- [課題 1]: 記録の中から、語「boat」を含む行をすべて探し出し、一行ずつ書き写してください。大文字と小文字は区別します。
==========
1.感情教育の欠如+思考力の欠如=判断力はない=見たものを真似する
2.感情教育の欠如+猿真似思考力=猿真似判断力=身勝手な理論で行動する(作られた基準でも動く)
3.豊かな感情教育+思考力の欠如=感覚的判断力=感覚的だが人間らしい行動が出来る
4.豊かな感情教育+思考力養成 =人間的判断力=自力で考え人間的な判断を示し行動できる
※但し、現代のように異常な情報に日夜さらされていると、感覚麻痺と同様に感情麻痺が起こりやすく、正常な感情教育を受けていても麻痺してしまうことがある。この場合もブレーキの効きは甘くなり、異常行動に移る場合もある。ただ、この場合には感情麻痺の外敵を取り除き安定した状態に戻すことで回復が可能である。コレが出来ないのが1.2.である。この場合は、感情が曽樽臨界期を越えているので再生は見込めない。犯罪者の更生が可能かどうかは実はこの幼児・児童期の感情教育にある。
==========
- [課題 2]:
感情教育についての提示文を読み、次の問いに答えてください。
(a) 「豊かな感情教育+思考力養成」の組み合わせから生まれる判断力は、何と呼ばれていますか。
(b) 感情麻痺が起きた場合、どうすれば回復が可能だとされていますか。
(c) 犯罪者の更生が可能かどうかは、何にあると述べられていますか。
==========
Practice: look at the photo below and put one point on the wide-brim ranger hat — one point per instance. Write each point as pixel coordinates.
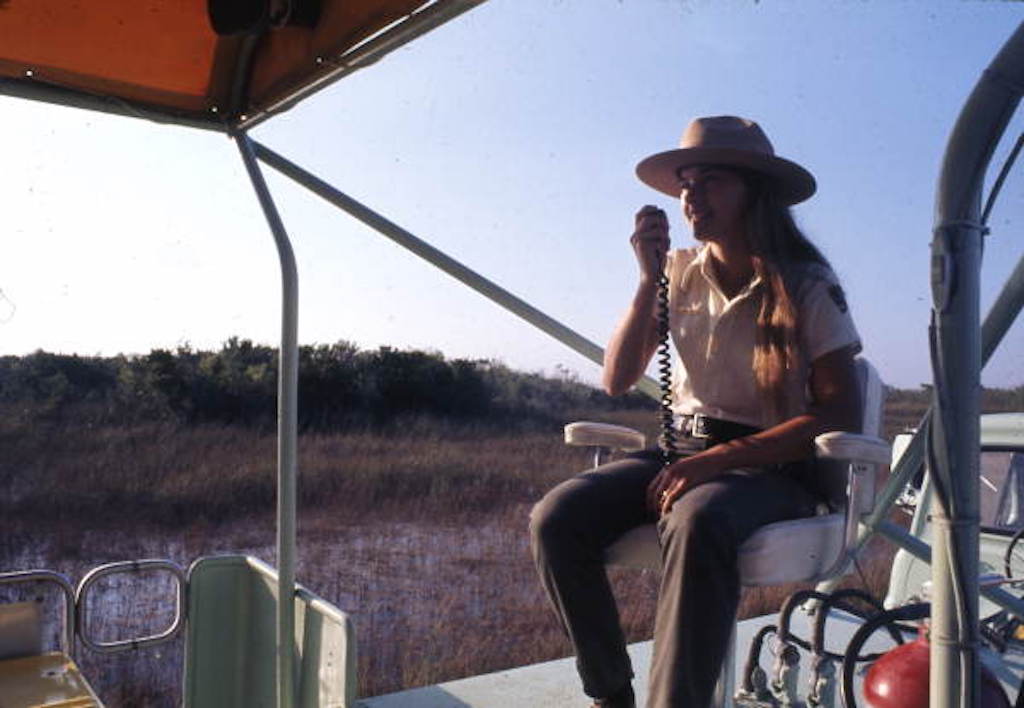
(728, 141)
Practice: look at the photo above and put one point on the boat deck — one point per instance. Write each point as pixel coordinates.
(555, 682)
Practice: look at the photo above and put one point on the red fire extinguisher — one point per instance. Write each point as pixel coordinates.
(899, 679)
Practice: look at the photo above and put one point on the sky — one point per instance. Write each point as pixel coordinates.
(508, 139)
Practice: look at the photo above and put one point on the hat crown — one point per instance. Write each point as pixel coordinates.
(726, 132)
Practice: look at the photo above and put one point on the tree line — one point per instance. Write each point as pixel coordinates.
(341, 386)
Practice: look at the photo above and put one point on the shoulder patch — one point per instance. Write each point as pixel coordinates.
(839, 297)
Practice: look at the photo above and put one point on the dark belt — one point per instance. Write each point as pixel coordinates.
(714, 430)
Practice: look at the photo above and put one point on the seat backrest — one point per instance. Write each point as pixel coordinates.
(829, 477)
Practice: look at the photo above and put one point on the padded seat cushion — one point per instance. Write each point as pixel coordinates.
(790, 551)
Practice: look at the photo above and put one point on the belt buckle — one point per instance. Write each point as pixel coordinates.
(699, 426)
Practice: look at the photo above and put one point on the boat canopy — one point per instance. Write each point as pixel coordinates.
(165, 60)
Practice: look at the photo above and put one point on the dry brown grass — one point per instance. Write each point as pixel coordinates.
(421, 538)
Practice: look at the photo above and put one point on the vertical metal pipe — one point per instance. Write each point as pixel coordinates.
(288, 384)
(954, 442)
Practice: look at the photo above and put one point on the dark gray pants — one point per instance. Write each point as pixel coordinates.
(699, 591)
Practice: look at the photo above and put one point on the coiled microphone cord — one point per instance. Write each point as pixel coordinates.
(667, 441)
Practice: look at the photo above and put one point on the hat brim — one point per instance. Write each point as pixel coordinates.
(791, 181)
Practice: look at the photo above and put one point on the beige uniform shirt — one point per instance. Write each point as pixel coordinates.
(715, 337)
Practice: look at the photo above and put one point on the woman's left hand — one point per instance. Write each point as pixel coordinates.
(677, 479)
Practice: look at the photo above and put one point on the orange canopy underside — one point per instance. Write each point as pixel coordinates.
(165, 54)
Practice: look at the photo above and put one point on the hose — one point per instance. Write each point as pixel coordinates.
(908, 613)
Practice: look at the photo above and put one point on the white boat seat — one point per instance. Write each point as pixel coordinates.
(798, 550)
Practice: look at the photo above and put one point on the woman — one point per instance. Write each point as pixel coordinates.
(765, 348)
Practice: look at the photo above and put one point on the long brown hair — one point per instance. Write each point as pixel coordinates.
(776, 246)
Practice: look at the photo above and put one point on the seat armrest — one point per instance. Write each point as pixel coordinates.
(585, 432)
(852, 447)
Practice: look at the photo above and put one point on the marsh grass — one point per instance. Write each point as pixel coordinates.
(421, 537)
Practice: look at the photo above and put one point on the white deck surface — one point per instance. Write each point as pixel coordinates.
(555, 683)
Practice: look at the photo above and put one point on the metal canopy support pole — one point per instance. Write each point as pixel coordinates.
(450, 265)
(288, 384)
(954, 440)
(1003, 314)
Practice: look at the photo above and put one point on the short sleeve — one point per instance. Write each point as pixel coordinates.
(823, 320)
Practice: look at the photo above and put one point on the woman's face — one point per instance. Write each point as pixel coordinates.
(714, 202)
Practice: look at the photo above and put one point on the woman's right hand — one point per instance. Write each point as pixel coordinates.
==========
- [解答全文 1]:
Practice: look at the photo above and put one point on the boat deck — one point per instance. Write each point as pixel coordinates.
Practice: look at the photo above and put one point on the boat canopy — one point per instance. Write each point as pixel coordinates.
Practice: look at the photo above and put one point on the white boat seat — one point per instance. Write each point as pixel coordinates.

- [解答全文 2]:
(a) 人間的判断力と呼ばれています。
(b) 感情麻痺の外敵を取り除き、安定した状態に戻すことで回復が可能だとされています。
(c) 幼児・児童期の感情教育にあると述べられています。